Segment Start: DATA TO PROCESS
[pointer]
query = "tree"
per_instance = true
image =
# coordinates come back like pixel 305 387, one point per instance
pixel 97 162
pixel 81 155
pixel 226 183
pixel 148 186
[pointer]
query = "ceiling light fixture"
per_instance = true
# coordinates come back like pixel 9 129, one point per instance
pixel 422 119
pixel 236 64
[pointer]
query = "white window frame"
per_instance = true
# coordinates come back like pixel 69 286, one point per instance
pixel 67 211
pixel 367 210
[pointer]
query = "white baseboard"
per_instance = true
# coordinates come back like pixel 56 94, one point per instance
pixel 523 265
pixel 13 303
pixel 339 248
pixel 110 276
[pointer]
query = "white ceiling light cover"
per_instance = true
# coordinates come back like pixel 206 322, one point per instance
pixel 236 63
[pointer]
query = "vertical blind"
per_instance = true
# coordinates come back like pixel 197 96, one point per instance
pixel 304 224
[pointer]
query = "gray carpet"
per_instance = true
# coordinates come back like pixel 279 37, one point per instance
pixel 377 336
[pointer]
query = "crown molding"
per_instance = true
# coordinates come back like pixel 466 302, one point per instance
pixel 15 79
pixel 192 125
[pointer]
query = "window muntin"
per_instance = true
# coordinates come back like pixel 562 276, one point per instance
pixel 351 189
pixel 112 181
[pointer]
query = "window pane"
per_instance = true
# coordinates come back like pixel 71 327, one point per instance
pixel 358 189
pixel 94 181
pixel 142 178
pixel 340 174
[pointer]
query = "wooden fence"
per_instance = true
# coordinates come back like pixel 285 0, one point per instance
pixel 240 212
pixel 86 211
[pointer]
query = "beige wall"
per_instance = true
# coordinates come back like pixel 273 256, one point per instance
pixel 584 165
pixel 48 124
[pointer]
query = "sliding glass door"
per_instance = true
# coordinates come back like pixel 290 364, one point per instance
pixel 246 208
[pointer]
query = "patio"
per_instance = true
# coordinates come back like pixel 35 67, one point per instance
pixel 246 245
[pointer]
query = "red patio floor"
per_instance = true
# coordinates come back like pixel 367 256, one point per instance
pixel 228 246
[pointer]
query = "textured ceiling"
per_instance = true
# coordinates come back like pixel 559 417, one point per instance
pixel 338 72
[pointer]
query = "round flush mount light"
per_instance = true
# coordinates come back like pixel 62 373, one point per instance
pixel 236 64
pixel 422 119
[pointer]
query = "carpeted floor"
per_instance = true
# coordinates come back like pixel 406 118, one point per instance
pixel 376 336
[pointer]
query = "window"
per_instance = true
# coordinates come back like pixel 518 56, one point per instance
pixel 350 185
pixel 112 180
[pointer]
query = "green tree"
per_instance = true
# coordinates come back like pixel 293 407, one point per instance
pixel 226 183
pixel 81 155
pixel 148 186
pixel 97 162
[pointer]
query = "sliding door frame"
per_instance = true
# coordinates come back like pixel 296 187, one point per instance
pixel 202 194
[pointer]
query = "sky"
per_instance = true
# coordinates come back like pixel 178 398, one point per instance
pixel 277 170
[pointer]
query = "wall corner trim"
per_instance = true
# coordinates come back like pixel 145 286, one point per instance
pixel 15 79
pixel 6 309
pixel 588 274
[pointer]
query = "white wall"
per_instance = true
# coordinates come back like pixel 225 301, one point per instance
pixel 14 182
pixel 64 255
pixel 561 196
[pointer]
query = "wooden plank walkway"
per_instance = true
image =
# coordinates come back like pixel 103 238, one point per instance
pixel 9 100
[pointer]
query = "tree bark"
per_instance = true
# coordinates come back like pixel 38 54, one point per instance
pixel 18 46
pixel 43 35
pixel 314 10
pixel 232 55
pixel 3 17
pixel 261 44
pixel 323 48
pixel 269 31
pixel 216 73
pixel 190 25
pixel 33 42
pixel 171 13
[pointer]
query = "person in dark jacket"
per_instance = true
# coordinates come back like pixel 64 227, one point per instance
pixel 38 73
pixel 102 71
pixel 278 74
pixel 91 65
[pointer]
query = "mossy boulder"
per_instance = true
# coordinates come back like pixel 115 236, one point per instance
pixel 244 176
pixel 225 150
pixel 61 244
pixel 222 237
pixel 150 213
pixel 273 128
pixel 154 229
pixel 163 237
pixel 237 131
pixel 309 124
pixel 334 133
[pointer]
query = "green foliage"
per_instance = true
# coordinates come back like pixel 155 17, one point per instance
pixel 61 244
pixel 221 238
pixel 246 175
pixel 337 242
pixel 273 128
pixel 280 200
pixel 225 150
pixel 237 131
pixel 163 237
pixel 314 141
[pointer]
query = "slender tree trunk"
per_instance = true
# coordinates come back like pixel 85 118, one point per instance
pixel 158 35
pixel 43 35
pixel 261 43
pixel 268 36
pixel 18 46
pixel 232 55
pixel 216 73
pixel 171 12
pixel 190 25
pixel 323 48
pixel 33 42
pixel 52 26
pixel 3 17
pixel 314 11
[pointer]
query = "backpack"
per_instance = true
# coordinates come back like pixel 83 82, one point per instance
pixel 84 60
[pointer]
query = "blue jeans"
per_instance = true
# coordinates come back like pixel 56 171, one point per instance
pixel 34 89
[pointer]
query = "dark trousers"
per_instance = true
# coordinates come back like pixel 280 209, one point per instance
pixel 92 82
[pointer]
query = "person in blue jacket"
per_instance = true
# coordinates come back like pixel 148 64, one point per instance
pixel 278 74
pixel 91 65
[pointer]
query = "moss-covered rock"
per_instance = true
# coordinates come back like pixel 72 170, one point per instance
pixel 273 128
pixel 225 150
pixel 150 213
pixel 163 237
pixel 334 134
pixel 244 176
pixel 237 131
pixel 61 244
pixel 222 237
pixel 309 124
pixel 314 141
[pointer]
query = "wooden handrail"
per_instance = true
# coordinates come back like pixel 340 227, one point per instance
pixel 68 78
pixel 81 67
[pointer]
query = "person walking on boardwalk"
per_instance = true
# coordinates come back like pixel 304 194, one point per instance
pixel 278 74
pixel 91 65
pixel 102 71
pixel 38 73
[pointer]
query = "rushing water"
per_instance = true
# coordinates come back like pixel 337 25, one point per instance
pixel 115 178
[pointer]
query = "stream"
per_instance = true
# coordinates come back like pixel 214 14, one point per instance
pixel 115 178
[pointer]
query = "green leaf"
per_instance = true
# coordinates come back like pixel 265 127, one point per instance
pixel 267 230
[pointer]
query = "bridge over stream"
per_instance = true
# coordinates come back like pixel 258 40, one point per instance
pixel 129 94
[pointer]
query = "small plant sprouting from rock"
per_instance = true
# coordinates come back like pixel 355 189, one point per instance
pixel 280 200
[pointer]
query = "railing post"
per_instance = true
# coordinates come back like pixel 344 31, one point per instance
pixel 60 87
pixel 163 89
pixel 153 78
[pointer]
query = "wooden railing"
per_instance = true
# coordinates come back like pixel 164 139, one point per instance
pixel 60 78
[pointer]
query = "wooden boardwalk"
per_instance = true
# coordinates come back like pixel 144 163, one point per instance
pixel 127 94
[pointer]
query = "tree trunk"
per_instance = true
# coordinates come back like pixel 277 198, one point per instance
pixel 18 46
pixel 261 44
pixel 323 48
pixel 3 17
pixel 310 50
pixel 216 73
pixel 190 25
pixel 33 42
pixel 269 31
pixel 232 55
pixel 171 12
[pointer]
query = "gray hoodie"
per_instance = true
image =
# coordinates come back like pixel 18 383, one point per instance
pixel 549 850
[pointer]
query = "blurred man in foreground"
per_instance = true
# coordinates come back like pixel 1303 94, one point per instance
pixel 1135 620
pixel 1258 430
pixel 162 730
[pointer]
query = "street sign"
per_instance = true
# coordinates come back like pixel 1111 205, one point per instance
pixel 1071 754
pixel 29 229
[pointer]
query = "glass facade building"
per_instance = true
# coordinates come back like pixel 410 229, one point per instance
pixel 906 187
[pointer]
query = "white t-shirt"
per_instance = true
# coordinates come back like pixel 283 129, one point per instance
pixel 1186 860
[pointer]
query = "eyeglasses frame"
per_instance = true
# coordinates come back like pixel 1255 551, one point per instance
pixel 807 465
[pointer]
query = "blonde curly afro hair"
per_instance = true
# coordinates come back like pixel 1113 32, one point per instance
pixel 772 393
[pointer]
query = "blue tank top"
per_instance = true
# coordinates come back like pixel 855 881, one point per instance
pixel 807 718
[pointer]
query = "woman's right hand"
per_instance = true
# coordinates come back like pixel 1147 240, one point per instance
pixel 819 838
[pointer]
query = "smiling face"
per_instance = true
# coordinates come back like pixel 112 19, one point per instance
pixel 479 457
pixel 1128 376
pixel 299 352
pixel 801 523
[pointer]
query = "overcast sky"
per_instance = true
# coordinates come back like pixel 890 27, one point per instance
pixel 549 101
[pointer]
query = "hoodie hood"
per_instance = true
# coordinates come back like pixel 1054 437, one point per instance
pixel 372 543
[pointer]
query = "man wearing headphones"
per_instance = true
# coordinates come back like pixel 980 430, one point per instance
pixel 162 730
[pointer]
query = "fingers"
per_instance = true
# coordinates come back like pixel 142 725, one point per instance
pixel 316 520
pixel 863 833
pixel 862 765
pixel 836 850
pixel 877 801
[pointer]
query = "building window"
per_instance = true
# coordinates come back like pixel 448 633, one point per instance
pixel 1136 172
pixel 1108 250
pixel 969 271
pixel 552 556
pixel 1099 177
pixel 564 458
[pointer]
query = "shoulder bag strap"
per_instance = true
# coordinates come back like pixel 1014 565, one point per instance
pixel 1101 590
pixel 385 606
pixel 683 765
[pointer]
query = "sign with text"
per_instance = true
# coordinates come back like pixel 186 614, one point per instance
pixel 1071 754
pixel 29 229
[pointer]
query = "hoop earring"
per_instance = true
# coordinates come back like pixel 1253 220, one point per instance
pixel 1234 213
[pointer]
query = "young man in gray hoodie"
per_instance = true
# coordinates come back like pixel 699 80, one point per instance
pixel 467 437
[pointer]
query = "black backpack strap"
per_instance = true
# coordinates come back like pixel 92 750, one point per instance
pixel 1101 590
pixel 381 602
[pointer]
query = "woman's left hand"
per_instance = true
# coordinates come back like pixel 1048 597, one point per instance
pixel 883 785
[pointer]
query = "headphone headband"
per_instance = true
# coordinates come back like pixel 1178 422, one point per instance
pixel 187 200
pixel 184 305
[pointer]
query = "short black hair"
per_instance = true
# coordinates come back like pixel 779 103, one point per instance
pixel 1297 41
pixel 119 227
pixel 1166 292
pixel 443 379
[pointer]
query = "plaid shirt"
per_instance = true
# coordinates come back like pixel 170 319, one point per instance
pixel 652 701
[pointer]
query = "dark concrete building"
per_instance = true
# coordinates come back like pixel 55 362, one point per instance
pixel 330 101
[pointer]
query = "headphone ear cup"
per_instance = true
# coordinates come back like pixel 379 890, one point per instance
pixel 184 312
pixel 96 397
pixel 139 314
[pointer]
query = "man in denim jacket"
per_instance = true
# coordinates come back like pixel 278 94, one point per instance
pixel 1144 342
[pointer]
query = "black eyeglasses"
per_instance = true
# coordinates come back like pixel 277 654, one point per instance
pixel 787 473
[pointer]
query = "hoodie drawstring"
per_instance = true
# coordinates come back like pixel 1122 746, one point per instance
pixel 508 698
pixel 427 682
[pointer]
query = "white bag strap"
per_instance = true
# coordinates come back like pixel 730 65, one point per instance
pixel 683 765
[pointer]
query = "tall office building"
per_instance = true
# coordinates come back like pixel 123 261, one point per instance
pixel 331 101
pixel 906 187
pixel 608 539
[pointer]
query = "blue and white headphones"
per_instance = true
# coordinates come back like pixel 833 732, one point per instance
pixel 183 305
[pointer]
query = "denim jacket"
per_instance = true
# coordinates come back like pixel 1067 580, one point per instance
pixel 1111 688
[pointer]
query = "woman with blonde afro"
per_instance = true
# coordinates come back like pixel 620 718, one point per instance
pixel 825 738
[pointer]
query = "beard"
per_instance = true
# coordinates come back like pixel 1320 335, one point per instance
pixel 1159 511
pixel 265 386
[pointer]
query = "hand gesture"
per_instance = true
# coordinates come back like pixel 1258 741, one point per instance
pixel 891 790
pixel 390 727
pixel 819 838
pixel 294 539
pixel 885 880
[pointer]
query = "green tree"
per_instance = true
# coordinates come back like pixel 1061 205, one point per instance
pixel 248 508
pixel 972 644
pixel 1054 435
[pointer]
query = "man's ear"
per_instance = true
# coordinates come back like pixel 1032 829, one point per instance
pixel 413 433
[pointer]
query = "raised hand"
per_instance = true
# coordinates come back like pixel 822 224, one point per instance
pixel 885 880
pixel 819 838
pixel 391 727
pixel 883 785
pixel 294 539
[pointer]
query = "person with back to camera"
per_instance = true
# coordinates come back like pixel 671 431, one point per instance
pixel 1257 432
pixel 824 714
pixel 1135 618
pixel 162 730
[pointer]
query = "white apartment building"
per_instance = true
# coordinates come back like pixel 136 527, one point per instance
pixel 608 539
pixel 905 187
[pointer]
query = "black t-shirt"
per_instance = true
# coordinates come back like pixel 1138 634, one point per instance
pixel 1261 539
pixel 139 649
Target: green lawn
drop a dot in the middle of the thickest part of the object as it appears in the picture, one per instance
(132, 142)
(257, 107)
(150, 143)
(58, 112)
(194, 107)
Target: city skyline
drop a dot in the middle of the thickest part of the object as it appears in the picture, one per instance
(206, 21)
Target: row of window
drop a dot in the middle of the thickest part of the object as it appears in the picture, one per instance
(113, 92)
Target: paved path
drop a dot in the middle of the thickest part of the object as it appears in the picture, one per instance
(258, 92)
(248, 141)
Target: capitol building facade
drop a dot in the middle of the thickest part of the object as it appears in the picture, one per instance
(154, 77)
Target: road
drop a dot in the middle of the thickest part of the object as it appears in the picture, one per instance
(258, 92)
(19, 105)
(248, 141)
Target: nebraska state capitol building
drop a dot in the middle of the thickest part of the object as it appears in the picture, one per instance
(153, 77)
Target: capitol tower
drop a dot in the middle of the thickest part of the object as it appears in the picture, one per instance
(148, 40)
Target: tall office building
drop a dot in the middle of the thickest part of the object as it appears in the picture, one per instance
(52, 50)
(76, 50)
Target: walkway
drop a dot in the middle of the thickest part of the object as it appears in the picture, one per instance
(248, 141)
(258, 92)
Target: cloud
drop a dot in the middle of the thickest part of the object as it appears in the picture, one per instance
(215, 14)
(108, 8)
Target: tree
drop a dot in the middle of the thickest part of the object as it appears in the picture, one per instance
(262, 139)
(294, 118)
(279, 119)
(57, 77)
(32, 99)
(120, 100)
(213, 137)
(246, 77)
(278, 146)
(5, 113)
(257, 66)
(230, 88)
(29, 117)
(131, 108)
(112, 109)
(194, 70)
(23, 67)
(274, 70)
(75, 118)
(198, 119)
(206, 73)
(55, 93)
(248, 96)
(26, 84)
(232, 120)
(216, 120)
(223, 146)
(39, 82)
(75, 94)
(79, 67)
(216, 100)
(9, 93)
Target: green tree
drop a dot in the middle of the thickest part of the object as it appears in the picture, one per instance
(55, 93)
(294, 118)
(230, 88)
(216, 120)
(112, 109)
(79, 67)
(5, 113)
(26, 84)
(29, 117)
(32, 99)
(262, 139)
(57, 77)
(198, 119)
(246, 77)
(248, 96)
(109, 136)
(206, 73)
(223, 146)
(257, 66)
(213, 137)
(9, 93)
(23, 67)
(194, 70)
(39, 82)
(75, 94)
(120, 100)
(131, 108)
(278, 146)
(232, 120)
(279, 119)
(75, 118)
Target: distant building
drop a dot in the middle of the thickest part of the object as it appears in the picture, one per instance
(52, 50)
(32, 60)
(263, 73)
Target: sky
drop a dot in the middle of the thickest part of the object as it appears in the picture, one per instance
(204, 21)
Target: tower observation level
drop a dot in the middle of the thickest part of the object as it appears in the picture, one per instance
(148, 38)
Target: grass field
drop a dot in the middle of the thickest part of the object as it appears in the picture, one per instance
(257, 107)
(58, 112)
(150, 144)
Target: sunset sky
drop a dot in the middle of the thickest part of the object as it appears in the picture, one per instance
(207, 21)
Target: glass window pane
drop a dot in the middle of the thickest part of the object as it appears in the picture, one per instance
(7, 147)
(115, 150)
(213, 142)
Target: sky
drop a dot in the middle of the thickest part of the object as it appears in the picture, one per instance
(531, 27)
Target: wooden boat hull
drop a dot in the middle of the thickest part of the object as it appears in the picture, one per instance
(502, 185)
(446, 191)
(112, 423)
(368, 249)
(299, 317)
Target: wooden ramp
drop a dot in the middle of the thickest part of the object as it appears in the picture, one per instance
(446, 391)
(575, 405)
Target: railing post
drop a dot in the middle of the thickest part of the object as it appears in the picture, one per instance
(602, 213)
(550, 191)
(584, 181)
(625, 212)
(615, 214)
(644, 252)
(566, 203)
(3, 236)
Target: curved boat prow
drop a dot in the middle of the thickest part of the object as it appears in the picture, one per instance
Segment End: DATA TO PROCESS
__WHAT YOU SHOULD DO__.
Say how many lines of the data above have the string "sign" in them, and write nothing besides that number.

__OUTPUT FOR THIS TASK__.
2